[Dataset records]
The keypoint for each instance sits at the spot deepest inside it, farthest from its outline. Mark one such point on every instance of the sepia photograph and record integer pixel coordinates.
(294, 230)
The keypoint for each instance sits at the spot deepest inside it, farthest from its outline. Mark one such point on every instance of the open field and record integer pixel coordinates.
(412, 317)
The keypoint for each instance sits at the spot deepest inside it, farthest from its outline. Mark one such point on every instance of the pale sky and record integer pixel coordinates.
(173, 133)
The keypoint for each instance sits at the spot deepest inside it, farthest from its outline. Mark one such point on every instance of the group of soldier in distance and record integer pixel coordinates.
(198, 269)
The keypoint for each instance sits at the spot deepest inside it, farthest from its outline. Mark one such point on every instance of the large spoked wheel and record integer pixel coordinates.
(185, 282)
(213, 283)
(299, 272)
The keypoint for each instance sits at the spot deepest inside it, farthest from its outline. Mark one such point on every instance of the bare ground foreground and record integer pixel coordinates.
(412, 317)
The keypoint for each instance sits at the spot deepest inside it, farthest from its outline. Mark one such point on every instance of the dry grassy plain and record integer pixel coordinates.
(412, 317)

...

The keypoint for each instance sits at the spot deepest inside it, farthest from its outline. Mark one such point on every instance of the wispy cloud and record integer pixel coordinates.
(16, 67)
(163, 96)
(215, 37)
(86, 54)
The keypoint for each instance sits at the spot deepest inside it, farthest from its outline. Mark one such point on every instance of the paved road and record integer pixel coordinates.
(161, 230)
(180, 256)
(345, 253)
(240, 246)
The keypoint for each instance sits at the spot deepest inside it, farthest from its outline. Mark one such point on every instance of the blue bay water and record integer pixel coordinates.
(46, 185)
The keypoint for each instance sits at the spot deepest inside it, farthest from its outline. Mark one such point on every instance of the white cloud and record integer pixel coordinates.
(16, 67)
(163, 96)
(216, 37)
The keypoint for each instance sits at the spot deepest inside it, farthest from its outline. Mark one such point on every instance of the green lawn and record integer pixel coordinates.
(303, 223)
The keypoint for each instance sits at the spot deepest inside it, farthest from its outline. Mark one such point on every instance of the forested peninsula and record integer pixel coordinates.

---

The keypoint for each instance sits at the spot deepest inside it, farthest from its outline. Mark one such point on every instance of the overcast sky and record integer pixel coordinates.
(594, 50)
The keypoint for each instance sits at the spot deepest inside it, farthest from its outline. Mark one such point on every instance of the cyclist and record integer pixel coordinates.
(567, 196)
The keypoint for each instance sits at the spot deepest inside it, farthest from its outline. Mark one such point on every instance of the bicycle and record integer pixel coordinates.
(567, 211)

» **PROBLEM TO SOLVE**
How many of the lines above contain the string "cloud", matching case exactly? Reply with the number alone.

» **RESULT OF THE EXERCISE**
2